### AVAILABLE RECORDS
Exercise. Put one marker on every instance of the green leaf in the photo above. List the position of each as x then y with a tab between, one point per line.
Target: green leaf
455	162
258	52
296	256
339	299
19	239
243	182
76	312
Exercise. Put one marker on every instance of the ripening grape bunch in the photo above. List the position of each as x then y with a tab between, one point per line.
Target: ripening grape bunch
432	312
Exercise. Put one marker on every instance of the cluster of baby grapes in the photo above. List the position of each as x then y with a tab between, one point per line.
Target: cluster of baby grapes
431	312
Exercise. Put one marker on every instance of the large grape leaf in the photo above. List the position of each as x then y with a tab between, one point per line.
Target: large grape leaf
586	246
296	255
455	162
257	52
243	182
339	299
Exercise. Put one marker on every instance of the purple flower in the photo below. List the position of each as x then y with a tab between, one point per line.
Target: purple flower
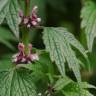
31	20
22	58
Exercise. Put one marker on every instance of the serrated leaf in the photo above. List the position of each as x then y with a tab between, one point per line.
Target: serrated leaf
86	85
88	15
13	17
58	44
4	6
73	90
61	83
16	83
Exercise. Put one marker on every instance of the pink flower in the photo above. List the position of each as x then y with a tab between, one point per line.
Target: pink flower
31	20
22	58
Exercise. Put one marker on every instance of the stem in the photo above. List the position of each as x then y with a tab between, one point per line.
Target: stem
25	30
27	7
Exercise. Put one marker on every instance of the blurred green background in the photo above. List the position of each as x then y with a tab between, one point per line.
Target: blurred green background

### INSTRUCTIONS FOR THE TASK
Give all the lines above again, character for character, without pictures.

### SOLUTION FOR THIS EXERCISE
Exercise. Put one marker on every instance of the green leaf in the photo above. List the position of each as x then y with a tab between, one point per line.
Target: green leaf
455	162
258	52
296	256
339	299
19	239
243	182
76	312
Exercise. Put one marker on every instance of the ripening grape bunch in the photo above. List the position of each as x then y with a tab between, one point per line.
Target: ripening grape bunch
432	312
Exercise. Put one marker on every instance of the cluster of baby grapes in the photo above. List the position of each as x then y with a tab between, one point per line.
Target: cluster of baby grapes
431	312
Exercise. Put one marker on every instance of the large grape leaf in the photo above. List the position of each as x then y with a tab between, one point per line.
Target: large grape leaf
586	246
296	255
455	162
257	52
243	182
339	299
Exercise. Put one marker on every instance of the purple flower in the photo below. List the position of each as x then y with a tab between, one point per line.
Target: purple flower
31	20
22	58
Exercise. Put one marker on every instance of the serrated leaf in the photo above. List the position of each as x then y with a tab between, one point per line.
Target: serrated leaf
86	85
88	15
13	17
58	44
4	6
73	90
61	83
16	83
Exercise. Put one marker on every instance of the pink flower in the photo above. List the position of each as x then y with a tab between, one point per line.
Target: pink flower
31	20
22	58
Exercise. Put one marker on every instance of the stem in the photo above. List the position of each as x then y with a tab between, one point per line.
Target: stem
25	30
27	7
Exercise. Put one marker on every instance of the blurred green background in the photo above. List the position of each as x then y with a tab between, one point per line.
Target: blurred green background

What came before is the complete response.